BRIEF
Using the records below, transcribe word for word the stretch from the line that contains "Please outline every instance of the player's right arm." through the line that contains "Please outline every instance of the white lettering on signage.", both end lines included, and nothing else.

GIVEN DATA
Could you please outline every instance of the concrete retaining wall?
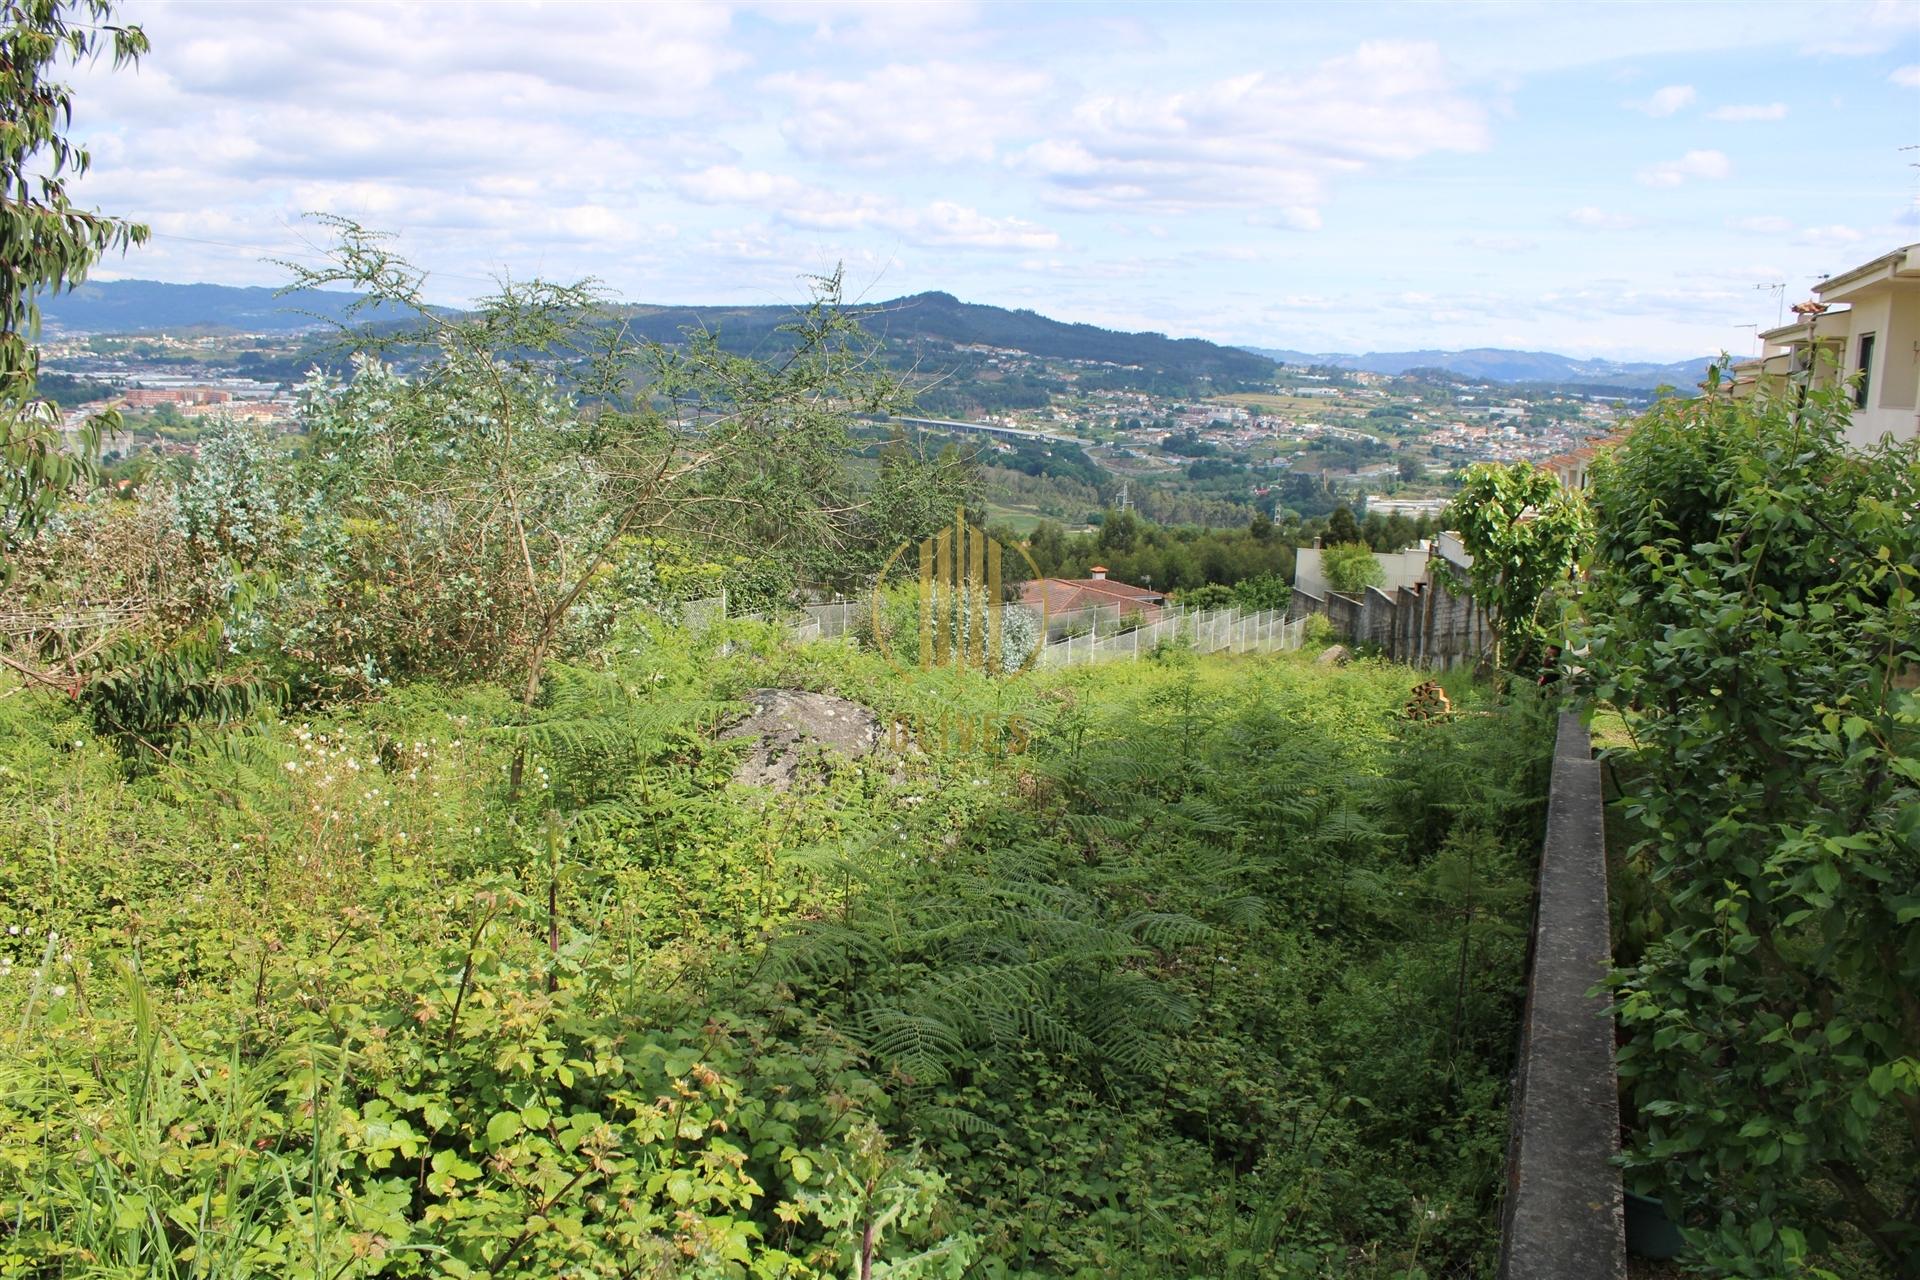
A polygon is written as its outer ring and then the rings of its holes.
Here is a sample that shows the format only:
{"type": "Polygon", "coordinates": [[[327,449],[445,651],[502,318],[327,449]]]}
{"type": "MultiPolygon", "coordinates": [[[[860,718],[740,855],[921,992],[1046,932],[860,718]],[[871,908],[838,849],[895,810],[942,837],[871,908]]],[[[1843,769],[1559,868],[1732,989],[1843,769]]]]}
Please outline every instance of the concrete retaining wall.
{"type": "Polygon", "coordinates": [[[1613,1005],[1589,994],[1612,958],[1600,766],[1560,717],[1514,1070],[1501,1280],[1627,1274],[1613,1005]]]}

--

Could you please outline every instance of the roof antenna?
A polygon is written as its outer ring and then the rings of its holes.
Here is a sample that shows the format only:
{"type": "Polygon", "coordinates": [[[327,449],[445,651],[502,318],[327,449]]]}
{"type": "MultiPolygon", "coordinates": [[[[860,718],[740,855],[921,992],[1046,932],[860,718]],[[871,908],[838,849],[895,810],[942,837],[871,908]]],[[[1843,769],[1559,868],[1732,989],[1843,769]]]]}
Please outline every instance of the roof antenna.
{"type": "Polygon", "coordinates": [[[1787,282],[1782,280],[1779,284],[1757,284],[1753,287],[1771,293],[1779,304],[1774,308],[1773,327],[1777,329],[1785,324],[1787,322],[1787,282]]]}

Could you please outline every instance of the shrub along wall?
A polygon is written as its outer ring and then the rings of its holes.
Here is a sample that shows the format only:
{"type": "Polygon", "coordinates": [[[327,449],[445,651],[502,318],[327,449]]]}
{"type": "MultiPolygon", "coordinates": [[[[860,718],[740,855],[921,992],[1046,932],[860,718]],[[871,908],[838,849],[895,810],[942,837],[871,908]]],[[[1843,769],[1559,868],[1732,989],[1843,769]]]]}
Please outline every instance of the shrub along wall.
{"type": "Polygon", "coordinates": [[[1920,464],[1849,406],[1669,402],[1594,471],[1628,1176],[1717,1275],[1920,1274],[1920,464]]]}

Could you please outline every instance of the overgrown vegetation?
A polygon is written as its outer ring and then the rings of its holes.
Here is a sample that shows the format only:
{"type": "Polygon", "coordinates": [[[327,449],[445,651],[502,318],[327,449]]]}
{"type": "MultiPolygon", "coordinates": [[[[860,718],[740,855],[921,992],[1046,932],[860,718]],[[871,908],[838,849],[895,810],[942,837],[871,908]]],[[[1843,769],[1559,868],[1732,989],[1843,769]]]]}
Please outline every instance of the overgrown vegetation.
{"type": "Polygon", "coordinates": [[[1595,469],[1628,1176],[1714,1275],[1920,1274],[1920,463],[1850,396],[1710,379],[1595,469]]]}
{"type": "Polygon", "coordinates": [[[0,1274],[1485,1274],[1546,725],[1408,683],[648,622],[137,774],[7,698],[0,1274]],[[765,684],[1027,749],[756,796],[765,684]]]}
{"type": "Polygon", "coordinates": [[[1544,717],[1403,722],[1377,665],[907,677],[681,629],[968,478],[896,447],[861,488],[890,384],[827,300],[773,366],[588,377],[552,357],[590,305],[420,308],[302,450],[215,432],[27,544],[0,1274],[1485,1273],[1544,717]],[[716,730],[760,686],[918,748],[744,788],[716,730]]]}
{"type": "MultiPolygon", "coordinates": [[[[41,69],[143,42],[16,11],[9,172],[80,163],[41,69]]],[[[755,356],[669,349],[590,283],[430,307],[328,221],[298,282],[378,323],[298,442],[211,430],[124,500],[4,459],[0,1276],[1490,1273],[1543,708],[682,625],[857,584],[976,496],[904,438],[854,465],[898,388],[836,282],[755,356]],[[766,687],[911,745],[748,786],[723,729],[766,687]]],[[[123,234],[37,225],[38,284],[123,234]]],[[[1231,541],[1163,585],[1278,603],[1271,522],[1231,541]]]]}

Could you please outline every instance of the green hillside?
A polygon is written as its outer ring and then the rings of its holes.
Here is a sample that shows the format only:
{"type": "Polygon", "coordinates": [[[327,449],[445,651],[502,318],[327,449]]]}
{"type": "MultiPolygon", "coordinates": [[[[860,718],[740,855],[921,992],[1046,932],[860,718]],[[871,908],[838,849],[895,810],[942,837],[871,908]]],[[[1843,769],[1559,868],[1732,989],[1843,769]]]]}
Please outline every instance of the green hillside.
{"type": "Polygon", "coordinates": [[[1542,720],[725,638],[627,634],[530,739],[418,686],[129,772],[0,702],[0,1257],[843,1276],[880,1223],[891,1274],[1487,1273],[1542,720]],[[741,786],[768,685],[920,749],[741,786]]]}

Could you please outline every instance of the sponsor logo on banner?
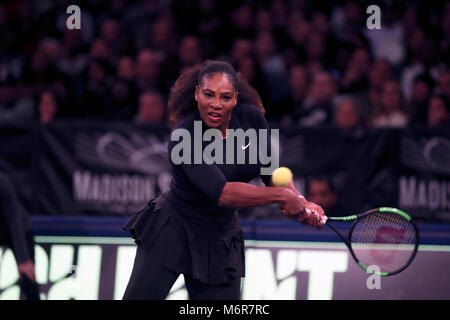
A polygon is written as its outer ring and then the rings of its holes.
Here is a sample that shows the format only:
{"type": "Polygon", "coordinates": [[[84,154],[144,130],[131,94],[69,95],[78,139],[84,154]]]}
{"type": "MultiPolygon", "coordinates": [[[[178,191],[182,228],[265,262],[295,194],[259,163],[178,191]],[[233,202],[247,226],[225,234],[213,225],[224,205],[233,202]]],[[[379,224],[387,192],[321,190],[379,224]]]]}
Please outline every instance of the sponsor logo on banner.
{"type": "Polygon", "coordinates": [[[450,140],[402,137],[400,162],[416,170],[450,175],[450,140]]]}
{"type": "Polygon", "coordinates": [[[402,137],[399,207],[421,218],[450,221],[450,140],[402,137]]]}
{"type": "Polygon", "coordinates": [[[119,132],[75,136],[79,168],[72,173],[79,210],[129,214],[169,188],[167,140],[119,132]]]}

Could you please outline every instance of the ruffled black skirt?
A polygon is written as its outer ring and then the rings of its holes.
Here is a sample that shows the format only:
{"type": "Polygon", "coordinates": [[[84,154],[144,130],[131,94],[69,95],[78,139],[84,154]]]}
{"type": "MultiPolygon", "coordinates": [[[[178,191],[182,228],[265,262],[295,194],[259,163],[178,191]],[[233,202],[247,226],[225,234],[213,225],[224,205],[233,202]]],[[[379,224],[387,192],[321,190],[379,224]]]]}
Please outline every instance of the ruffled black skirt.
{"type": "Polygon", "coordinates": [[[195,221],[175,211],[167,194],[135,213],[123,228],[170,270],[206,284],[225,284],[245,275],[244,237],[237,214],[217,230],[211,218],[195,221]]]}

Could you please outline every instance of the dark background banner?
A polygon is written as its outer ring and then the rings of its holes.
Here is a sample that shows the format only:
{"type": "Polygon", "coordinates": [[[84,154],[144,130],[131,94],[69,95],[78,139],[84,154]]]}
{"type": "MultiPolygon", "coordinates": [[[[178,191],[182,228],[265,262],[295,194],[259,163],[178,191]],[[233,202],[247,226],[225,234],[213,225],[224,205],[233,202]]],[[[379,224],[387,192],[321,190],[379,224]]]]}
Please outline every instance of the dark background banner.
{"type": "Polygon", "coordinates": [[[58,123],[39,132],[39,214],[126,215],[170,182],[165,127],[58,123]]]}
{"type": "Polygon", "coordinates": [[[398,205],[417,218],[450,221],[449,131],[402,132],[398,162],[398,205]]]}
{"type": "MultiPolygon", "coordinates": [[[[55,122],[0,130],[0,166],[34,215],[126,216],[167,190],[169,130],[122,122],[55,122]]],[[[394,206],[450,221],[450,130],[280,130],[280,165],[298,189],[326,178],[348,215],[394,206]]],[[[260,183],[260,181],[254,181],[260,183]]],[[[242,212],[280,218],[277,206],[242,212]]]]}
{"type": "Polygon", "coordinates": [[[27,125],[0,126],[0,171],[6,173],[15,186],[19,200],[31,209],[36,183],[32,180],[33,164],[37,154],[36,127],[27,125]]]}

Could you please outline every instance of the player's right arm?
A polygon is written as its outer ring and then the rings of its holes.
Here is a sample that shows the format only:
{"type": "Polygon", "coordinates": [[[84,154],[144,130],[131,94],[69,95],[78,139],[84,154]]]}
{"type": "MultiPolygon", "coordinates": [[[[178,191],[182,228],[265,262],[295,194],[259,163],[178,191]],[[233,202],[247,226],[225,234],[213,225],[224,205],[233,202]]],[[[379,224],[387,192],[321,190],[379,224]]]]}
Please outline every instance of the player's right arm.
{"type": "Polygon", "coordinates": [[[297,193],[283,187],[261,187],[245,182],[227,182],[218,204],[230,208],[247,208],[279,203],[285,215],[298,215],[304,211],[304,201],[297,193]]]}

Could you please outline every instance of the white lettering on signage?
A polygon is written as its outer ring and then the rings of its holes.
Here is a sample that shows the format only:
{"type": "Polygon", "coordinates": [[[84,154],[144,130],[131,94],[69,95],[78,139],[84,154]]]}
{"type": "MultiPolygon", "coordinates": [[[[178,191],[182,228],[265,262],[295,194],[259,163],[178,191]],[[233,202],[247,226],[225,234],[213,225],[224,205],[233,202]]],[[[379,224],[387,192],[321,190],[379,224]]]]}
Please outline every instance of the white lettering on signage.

RESULT BELOW
Please outline every instance of the player's right arm.
{"type": "Polygon", "coordinates": [[[297,193],[283,187],[261,187],[245,182],[227,182],[218,204],[230,208],[247,208],[279,203],[285,215],[298,215],[304,211],[304,201],[297,193]]]}

Could you please outline every instance of the white lettering on signage?
A polygon is written as its outer ring and then the rings of its holes.
Here is a sample that shows the format only:
{"type": "Polygon", "coordinates": [[[84,154],[144,130],[131,94],[69,95],[78,139],[84,154]]]}
{"type": "MultiPolygon", "coordinates": [[[[178,191],[182,228],[265,262],[295,194],[259,163],[178,191]],[[233,202],[247,226],[225,234],[213,225],[224,205],[233,202]]],[[[379,224],[387,192],[321,190],[379,224]]]]}
Please outline every instance of the white lettering on signage.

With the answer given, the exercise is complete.